Set every line of the data down again exactly, and keep the pictures out.

> _Data_
====
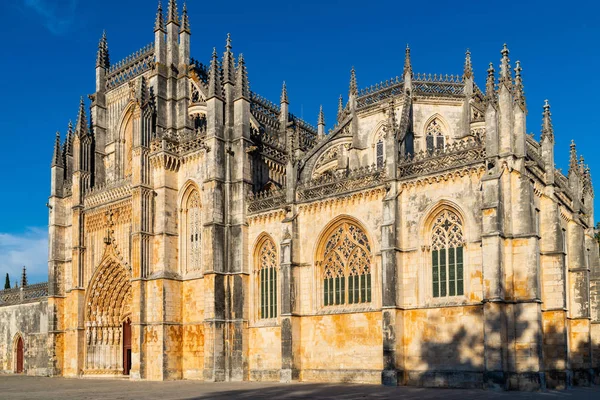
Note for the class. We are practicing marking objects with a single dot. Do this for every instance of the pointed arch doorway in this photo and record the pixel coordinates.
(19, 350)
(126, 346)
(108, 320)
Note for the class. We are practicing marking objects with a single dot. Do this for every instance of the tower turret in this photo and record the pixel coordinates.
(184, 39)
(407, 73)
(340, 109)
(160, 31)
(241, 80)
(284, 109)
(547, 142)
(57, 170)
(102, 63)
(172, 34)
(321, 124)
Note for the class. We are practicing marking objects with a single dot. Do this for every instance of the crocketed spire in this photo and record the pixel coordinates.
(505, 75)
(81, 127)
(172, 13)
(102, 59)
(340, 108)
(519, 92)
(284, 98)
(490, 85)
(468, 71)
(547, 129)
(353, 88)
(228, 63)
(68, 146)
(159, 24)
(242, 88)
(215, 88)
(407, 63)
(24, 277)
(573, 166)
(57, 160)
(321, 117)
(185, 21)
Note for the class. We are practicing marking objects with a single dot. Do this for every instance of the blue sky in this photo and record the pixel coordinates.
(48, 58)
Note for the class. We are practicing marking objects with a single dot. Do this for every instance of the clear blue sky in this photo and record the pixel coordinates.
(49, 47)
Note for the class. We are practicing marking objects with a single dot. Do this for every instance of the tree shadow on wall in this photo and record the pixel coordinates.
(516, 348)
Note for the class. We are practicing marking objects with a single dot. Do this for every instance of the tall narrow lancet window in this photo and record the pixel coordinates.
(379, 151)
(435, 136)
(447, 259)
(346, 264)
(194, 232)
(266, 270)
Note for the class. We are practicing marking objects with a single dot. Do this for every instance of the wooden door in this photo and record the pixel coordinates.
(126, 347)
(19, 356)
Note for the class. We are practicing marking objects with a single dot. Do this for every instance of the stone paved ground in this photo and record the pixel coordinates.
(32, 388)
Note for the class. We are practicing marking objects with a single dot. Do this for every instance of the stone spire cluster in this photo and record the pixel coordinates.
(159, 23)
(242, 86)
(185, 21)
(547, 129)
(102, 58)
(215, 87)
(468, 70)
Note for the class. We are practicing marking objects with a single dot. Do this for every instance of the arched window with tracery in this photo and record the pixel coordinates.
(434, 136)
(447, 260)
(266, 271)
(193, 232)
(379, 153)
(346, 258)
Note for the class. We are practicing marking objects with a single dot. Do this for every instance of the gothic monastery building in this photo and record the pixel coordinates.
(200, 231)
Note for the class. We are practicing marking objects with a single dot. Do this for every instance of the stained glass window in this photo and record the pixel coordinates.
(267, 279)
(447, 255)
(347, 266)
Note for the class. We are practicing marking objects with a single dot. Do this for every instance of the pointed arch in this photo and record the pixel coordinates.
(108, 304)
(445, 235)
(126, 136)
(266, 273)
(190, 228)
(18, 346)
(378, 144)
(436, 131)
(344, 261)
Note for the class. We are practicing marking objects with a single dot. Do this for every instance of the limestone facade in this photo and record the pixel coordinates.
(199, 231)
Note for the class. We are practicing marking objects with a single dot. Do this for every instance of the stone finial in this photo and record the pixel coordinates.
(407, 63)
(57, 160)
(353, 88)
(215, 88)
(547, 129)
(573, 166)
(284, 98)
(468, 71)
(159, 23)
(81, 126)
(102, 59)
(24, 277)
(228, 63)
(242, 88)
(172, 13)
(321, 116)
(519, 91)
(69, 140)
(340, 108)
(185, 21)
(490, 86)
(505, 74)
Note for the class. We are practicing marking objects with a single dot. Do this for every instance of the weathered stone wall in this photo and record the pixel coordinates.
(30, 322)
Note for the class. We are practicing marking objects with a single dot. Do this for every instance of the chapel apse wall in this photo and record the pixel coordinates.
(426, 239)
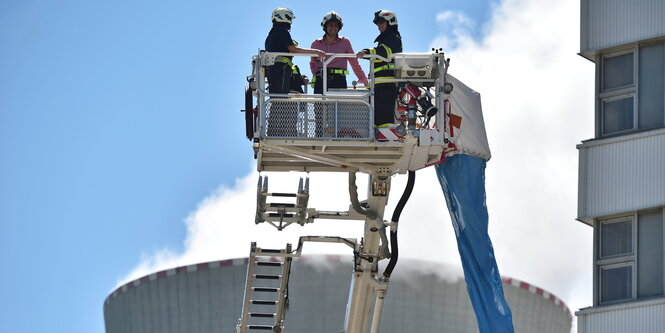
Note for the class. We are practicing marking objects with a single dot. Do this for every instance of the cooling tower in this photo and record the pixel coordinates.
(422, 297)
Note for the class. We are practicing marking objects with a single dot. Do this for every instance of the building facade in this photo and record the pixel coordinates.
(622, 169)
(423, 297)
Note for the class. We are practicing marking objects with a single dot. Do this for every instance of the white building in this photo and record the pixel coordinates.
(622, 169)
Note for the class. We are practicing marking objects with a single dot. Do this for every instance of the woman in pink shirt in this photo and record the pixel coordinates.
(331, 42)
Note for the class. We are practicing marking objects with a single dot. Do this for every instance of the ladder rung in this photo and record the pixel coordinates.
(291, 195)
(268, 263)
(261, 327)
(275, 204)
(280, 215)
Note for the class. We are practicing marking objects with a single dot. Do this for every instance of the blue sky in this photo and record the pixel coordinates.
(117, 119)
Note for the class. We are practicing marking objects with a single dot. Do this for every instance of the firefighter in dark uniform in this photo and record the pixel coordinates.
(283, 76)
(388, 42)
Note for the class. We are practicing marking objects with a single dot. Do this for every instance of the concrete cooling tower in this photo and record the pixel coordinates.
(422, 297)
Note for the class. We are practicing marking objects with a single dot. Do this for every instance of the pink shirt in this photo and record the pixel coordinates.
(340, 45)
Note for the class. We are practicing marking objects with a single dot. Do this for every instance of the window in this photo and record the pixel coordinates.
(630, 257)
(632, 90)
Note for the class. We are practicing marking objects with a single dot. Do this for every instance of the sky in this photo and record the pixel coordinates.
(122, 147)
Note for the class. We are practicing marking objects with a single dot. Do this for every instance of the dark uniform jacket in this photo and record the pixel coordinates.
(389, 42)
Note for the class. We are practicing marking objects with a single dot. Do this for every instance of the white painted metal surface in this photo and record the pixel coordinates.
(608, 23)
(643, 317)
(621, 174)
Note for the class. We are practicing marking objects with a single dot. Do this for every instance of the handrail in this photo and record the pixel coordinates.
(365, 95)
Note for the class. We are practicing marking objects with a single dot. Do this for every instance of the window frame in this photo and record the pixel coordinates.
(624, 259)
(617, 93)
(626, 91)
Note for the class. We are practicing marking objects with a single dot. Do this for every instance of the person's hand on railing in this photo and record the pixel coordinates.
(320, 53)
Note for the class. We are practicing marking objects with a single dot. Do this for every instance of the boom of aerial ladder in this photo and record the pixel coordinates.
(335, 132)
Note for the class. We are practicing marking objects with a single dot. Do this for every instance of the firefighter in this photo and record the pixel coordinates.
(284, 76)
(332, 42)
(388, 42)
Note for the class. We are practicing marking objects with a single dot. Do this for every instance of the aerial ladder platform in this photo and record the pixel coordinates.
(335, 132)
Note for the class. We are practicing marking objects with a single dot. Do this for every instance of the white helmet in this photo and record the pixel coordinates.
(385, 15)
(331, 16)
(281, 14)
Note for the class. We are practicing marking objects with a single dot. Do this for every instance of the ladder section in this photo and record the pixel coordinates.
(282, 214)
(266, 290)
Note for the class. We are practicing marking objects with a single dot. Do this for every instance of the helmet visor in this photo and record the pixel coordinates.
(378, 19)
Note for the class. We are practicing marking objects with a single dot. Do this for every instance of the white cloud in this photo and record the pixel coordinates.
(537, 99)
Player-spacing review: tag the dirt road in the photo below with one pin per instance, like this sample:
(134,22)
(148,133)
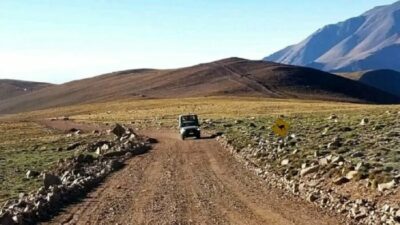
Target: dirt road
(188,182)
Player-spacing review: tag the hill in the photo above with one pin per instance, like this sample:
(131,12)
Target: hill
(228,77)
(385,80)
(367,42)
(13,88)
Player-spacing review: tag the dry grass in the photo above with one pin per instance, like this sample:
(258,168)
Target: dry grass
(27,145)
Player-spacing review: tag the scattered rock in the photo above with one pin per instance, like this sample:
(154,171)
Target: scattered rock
====
> _Output for this task_
Note for the class. We are practicing marking objects with a single dot. Do this for every instance of the pointed arch doorway in this photo and record the pixel coordinates.
(19, 350)
(126, 346)
(108, 320)
Note for the class. We are practicing marking objects with a single dot. Do this for every instance of the tower turret in this photo and record the pixel coordinates.
(184, 39)
(407, 73)
(340, 109)
(160, 31)
(241, 80)
(284, 109)
(547, 142)
(57, 170)
(102, 63)
(172, 34)
(321, 124)
Note for the class. We are practicing marking objects with a single dot. Do this for every instance of the crocketed spire in this photo and record the pixel coordinates.
(505, 75)
(81, 127)
(172, 13)
(102, 59)
(340, 108)
(519, 92)
(284, 98)
(490, 85)
(468, 71)
(547, 129)
(353, 88)
(228, 63)
(68, 146)
(159, 24)
(242, 88)
(215, 88)
(407, 63)
(24, 277)
(573, 166)
(57, 160)
(321, 117)
(185, 21)
Note for the class. We are practicing marking objects with a single dot. Do this for every instance of the blue sky in this photo and record the pixel coordinates.
(48, 58)
Note for the class. We are practicing marking objects with a single dot. Do this for every instance of the clear blue sky in this photo and record the pixel coordinates.
(49, 47)
Note for the class. We are practicing marking objects with a single dot. Do this for every instance of the tree shadow on wall in this photo and record the pixel coordinates.
(516, 348)
Note for the class. We are practicing marking objects with a single dot. Do this for every instance of the tall narrow lancet window in this photo and record the pixel coordinates.
(379, 151)
(435, 136)
(447, 259)
(346, 264)
(194, 232)
(266, 270)
Note for the class. We are practicing marking objects with a single dot. Do this for every instance of the wooden door in this photo and record the pixel coordinates.
(126, 347)
(19, 356)
Note for the class. We are practicing marking objects with a single dot. Do this for every instance of the stone paved ground in this photo and record the pixel coordinates.
(32, 388)
Note for the class. We are practicing marking objects with a single dot. Do this for every instance of the stone spire cluster in this photo and record the pixel coordinates.
(159, 23)
(242, 86)
(185, 21)
(547, 129)
(102, 58)
(215, 87)
(468, 70)
Note for the class. We are practicing marking objects with a single dot. Do this for every instance of the arched window with tracery in this photo and record the pixel coordinates.
(434, 136)
(447, 260)
(266, 271)
(193, 232)
(379, 153)
(346, 258)
Note for the class. We are practicing marking objects with a single dot. Do this for every instance of the gothic monastery building in this photo and record the pixel coordinates.
(200, 231)
Note for the class. We are practicing marking objects with a single dot. Do this for every instance of the stained glass window in this photo and record the pixel coordinates.
(267, 279)
(447, 255)
(347, 266)
Note for the class. We are practicing marking objects with a single dot. Do this for every instance of the pointed arch in this photo and record the pixel coordinates.
(108, 304)
(445, 235)
(126, 136)
(266, 273)
(190, 228)
(18, 346)
(378, 144)
(436, 131)
(344, 261)
Note for the class. We are practicing marking objects with a single dot. Do this for every instance of the limestone facade in this photo and record the pixel coordinates.
(199, 231)
Note for the class. We are practicing marking objects with a single dot. Do this for every instance of the stone finial in this photo and record the pixel coordinates.
(407, 63)
(57, 160)
(353, 88)
(215, 88)
(547, 129)
(573, 166)
(284, 98)
(468, 71)
(159, 23)
(81, 126)
(102, 59)
(24, 277)
(228, 63)
(242, 88)
(172, 13)
(321, 116)
(519, 91)
(69, 140)
(340, 108)
(185, 21)
(490, 86)
(505, 74)
Note for the class. We are practicing marking objects with a single dot. Do this for every instance of the weathered stone wall in this photo and record the pixel coordinates.
(30, 322)
Note for the class. We are practicing marking objects with a single dot. Do this for every instance of the chapel apse wall in this photo and record the pixel coordinates.
(426, 239)
Note for the class. We are practicing marking objects with a single dot. Do this for every instance of the cooling tower in this photo and record the pixel coordinates.
(422, 297)
Note for the class. We are practicing marking objects with a single dot. Do this for every instance of the building facade in this photo and record the pixel coordinates.
(622, 169)
(423, 297)
Note for the class. We are practicing marking objects with a single dot. Do this for every instance of the white building in this photo and record the pixel coordinates.
(622, 169)
Note for the class. We are practicing marking objects with a single dot. Do this for every instance of the woman in pink shirt in this photo and record the pixel coordinates.
(331, 42)
Note for the class. We are practicing marking objects with a single dot. Do this for every instance of the ladder rung in this photo and record the pixel coordinates.
(291, 195)
(268, 263)
(261, 327)
(275, 204)
(280, 215)
Note for the class. We are practicing marking objects with a single dot. Do this for every instance of the blue sky in this photo and record the pixel coordinates.
(117, 119)
Note for the class. We are practicing marking objects with a single dot. Do this for every instance of the firefighter in dark uniform in this photo and record the pixel coordinates.
(283, 76)
(388, 42)
Note for the class. We are practicing marking objects with a single dot. Do this for every instance of the concrete cooling tower in this photo and record the pixel coordinates.
(422, 297)
Note for the class. We are practicing marking objects with a single dot. Do this for every instance of the pink shirt in this photo and record the pixel coordinates.
(340, 45)
Note for the class. We are practicing marking objects with a single dot. Do this for every instance of the window in this photo and record the pixel coordinates.
(630, 257)
(632, 90)
Note for the class. We are practicing marking objects with a single dot. Do this for every instance of the sky in this photo and record the pixel coordinates.
(122, 147)
Note for the class. We are practicing marking objects with a single dot. Do this for every instance of the dark uniform jacket in this photo and record the pixel coordinates.
(389, 42)
Note for the class. We are practicing marking objects with a single dot. Do this for every instance of the white painted metal surface in this photo and record the pixel coordinates.
(608, 23)
(643, 317)
(621, 174)
Note for the class. We are practicing marking objects with a single dot. Do this for every instance of the handrail in this photo and record the pixel coordinates.
(365, 95)
Note for the class. We are practicing marking objects with a single dot. Do this for every instance of the window frame in this photo and record the pixel coordinates.
(624, 259)
(617, 93)
(626, 91)
Note for the class. We are practicing marking objects with a single dot. Do this for every instance of the person's hand on railing in this photo and record the pixel coordinates.
(320, 53)
Note for the class. We are practicing marking objects with a single dot. Do this for every instance of the boom of aerial ladder in this photo and record the pixel coordinates.
(335, 132)
Note for the class. We are practicing marking objects with a single dot. Do this for every instance of the firefighter in this photo and record the pixel coordinates.
(284, 76)
(332, 42)
(388, 42)
Note for the class. We are practicing marking objects with a single dot. Do this for every instance of the aerial ladder platform in this photo and record the pixel coordinates.
(335, 132)
Note for the class. We are practicing marking objects with a single dot. Do this for every instance of the white helmet in this photo and record the pixel coordinates.
(385, 15)
(331, 16)
(281, 14)
Note for the class. We are practicing marking objects with a single dot. Do this for every instance of the ladder section in this photo and record the pixel coordinates.
(282, 214)
(266, 290)
Note for the class. We are practicing marking objects with a single dot. Do this for every instance of the helmet visor in this photo and record the pixel coordinates.
(378, 19)
Note for the class. We are practicing marking objects with a single dot. Do this for every instance of the white cloud in this photo and record the pixel coordinates.
(537, 99)
Player-spacing review: tag the dirt road in the photo below with one pin per instance, like this sample:
(134,22)
(148,133)
Target: dirt road
(188,182)
Player-spacing review: tag the hill in the photo above with one pin per instance, like this sample:
(131,12)
Target: hill
(228,77)
(385,80)
(367,42)
(13,88)
Player-spacing review: tag the dry grass in the photo above with one pin per instance, like this sample:
(258,168)
Target: dry grass
(27,145)
Player-spacing review: tag the scattered rock in the photo above with one pin per instance, like this sample:
(154,171)
Target: scattered rock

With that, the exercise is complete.